=== What to do ===
Apart from the images, the records below need to be copied exactly.
Start of Supplied information
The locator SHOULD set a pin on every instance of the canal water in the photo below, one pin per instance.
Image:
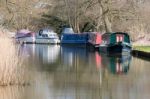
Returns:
(66, 72)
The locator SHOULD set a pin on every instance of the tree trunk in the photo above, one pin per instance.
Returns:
(104, 8)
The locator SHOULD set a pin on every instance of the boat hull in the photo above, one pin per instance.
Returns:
(116, 49)
(74, 39)
(47, 41)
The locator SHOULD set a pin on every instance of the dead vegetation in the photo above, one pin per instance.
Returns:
(12, 69)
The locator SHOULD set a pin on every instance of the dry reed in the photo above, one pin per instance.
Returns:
(12, 70)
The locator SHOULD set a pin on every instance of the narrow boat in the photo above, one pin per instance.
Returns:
(69, 37)
(47, 36)
(25, 36)
(94, 39)
(115, 43)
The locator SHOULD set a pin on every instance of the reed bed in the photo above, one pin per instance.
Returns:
(12, 69)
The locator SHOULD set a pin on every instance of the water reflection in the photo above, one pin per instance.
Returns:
(64, 72)
(47, 54)
(120, 64)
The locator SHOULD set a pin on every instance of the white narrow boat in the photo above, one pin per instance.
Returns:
(47, 36)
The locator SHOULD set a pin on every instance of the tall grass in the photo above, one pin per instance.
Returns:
(12, 70)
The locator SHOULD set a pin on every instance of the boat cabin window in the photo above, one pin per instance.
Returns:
(44, 35)
(119, 38)
(40, 32)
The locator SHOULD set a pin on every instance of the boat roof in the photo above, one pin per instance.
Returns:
(111, 33)
(67, 31)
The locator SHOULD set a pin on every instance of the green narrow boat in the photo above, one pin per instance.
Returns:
(115, 43)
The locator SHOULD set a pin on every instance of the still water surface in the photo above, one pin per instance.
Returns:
(65, 72)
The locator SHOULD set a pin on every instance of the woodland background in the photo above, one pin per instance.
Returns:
(130, 16)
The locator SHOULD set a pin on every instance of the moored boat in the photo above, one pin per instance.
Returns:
(115, 43)
(47, 36)
(94, 39)
(69, 37)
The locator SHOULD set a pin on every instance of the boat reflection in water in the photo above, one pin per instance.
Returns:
(45, 54)
(117, 64)
(70, 55)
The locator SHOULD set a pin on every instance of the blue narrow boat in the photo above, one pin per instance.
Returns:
(69, 37)
(115, 43)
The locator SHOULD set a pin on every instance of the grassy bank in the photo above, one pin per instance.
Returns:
(142, 48)
(12, 70)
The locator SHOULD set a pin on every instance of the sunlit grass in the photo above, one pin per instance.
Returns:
End of Supplied information
=== Problem solution ===
The locator SHOULD set a pin on every instance of the canal water in the photo below, one pin per instance.
Image:
Returns:
(66, 72)
The locator SHOULD set a pin on every instance of the tree trunk in the photo above, one pin per instance.
Returns:
(104, 8)
The locator SHOULD set a pin on every instance of the boat hull in the photo above, one pin per instance.
Returns:
(116, 49)
(74, 39)
(47, 41)
The locator SHOULD set a pin on every instance of the dead vegetation in the photo above, one pin per instance.
Returns:
(12, 69)
The locator SHOULD set a pin on every instance of the dry reed in the photo above, one pin per instance.
Returns:
(12, 70)
The locator SHOULD set a pin on every instance of the narrow boat in the photo above, one pin per instance.
Returns:
(69, 37)
(47, 36)
(25, 36)
(94, 39)
(115, 43)
The locator SHOULD set a pin on every instance of the reed bed in the photo above, one pin per instance.
Returns:
(12, 69)
The locator SHOULD set a pin on every instance of the water reflection in the photo above, one pin per instance.
Returns:
(64, 72)
(47, 54)
(120, 64)
The locator SHOULD set a pin on every instance of the white narrow boat in the photo above, one pin per instance.
Returns:
(47, 36)
The locator SHOULD set a pin on every instance of the tall grass in the photo above, one pin per instance.
Returns:
(12, 70)
The locator SHOULD set a pin on every instance of the boat cabin window in the photo above, one pin per instance.
Returns:
(44, 35)
(119, 38)
(40, 32)
The locator SHOULD set a pin on every instance of the boat roof in the photo above, one pin per instance.
Returns:
(111, 33)
(67, 31)
The locator SHOULD set a pin on every instance of the green narrow boat in the photo above, one pin per instance.
Returns:
(115, 43)
The locator SHOULD set a pin on every instance of the still water surface in the photo above, one pin per instance.
Returns:
(65, 72)
The locator SHOULD set a pin on every instance of the woodland background in the photo above, one pin per instance.
Returns:
(130, 16)
The locator SHOULD set a pin on every instance of the moored boat in the photo above, one pin per instance.
Returns:
(115, 43)
(47, 36)
(94, 39)
(69, 37)
The locator SHOULD set a pin on every instance of the boat reflection in water in the photo above, one pin per instance.
Returns:
(45, 54)
(117, 64)
(70, 55)
The locator SHOULD set a pin on every instance of the blue narrow boat in the photo above, one pin per instance.
Returns:
(69, 37)
(115, 43)
The locator SHOULD set a pin on every instance of the grassy bank in the photo above, one pin per instance.
Returns:
(142, 48)
(12, 70)
The locator SHOULD set a pin on every instance of the sunlit grass in the photo above, one pin per instance.
Returns:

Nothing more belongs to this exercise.